Tareas:
1. Indique si cada afirmación coincide con el texto sobre la muerte de Nazar Najarian y responda sí o no, citando textualmente las palabras que lo deciden: (a) Najarian murió sentado en su sillón favorito. (b) Najarian murió en combate durante la guerra civil. (c) Najarian era secretario general del Partido Cristiano Kataeb.
2. Según el texto sobre la muerte de Nazar Najarian, ¿de qué milicia fue comandante Najarian en el sur de su país durante la guerra civil?
3. Reescriba en forma de lista el párrafo del texto sobre la muerte de Nazar Najarian que empieza con "Najarian es una de las más de 135 víctimas", conservando sus datos principales.

Texto mostrado:

Sin pena ni gloria

Dora Glottman
08 de agosto de 2020 - 05:00 a. m.

Lo sorprendió la muerte en su sillón favorito. No la vio venir. Nazar Najarian la había visto de frente más de una vez, pero el día que vino por él no le permitió siquiera el honor de un cara a cara, de un duelo justo. Se lo llevó por la espalda y sin justificación alguna. No hubo ideologías, reivindicación de derechos, causas justas, nada. Lo mató la negligencia. Un fin poco noble para un guerrero como él.

Najarian es una de las más de 135 víctimas de la explosión esta semana en Beirut. Era también el secretario general del Partido Cristiano Kataeb o Falange Libanesa, por el que habría dado su vida, de no ser porque se la quitó un pedazo de vidrio que cayó sobre su cabeza cuando terminaba una reunión en su despacho. Era su sillón favorito porque después de años de luchar como comandante de la milicia Fuerzas Libanesas en el sur de su país durante la guerra civil, ahora defendía desde ahí la misma causa; el poder de los grupos cristianos por encima del de los musulmanes, pero en tiempos de paz.

Datos registrados:
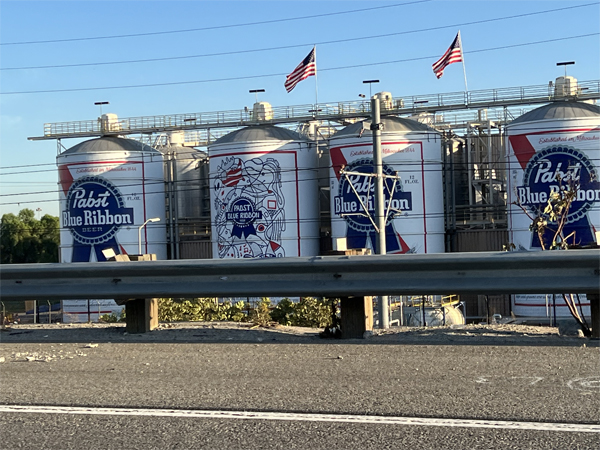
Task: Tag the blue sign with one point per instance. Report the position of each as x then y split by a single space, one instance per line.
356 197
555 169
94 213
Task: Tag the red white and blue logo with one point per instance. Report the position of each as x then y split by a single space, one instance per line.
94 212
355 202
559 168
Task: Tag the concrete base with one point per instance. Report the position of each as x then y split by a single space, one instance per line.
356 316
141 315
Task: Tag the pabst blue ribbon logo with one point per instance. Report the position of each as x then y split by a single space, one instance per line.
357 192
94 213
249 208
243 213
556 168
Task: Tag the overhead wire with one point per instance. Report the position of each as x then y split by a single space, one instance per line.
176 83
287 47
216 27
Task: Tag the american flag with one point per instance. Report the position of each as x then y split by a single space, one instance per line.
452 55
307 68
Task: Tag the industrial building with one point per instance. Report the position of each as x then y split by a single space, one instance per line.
--
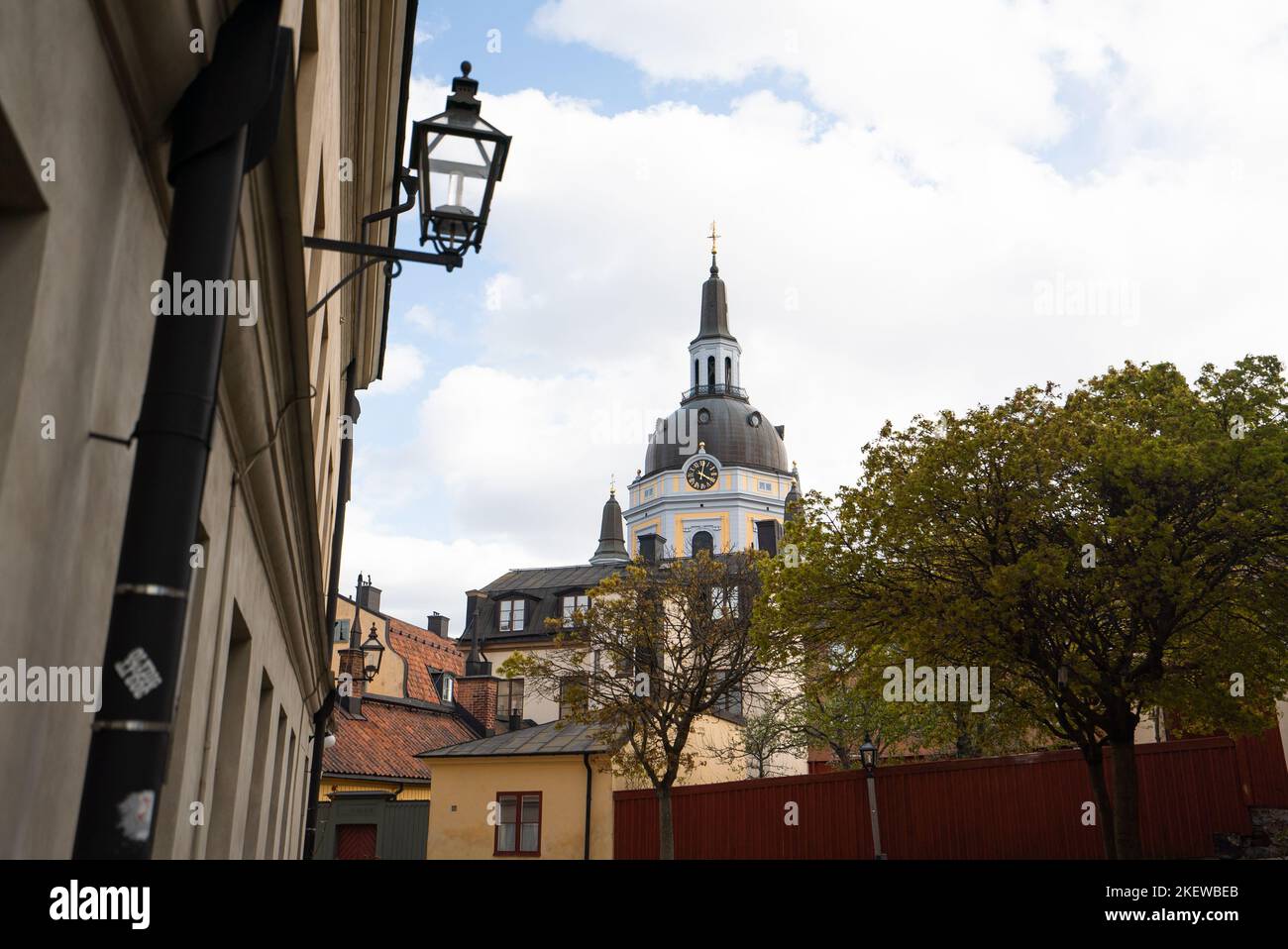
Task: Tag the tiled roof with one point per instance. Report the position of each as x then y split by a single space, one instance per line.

Respuestas:
1.
(a) Sí: "Lo sorprendió la muerte en su sillón favorito."
(b) No: "se la quitó un pedazo de vidrio que cayó sobre su cabeza cuando terminaba una reunión en su despacho".
(c) Sí: "Era también el secretario general del Partido Cristiano Kataeb o Falange Libanesa".

2. De la milicia Fuerzas Libanesas.

3.
- Najarian fue una de las más de 135 víctimas de la explosión de esa semana en Beirut.
- Era secretario general del Partido Cristiano Kataeb o Falange Libanesa.
- Murió al caerle en la cabeza un pedazo de vidrio cuando terminaba una reunión en su despacho.
- Durante la guerra civil fue comandante de la milicia Fuerzas Libanesas en el sur de su país.
- Desde su sillón defendía en tiempos de paz la misma causa: el poder de los grupos cristianos por encima del de los musulmanes.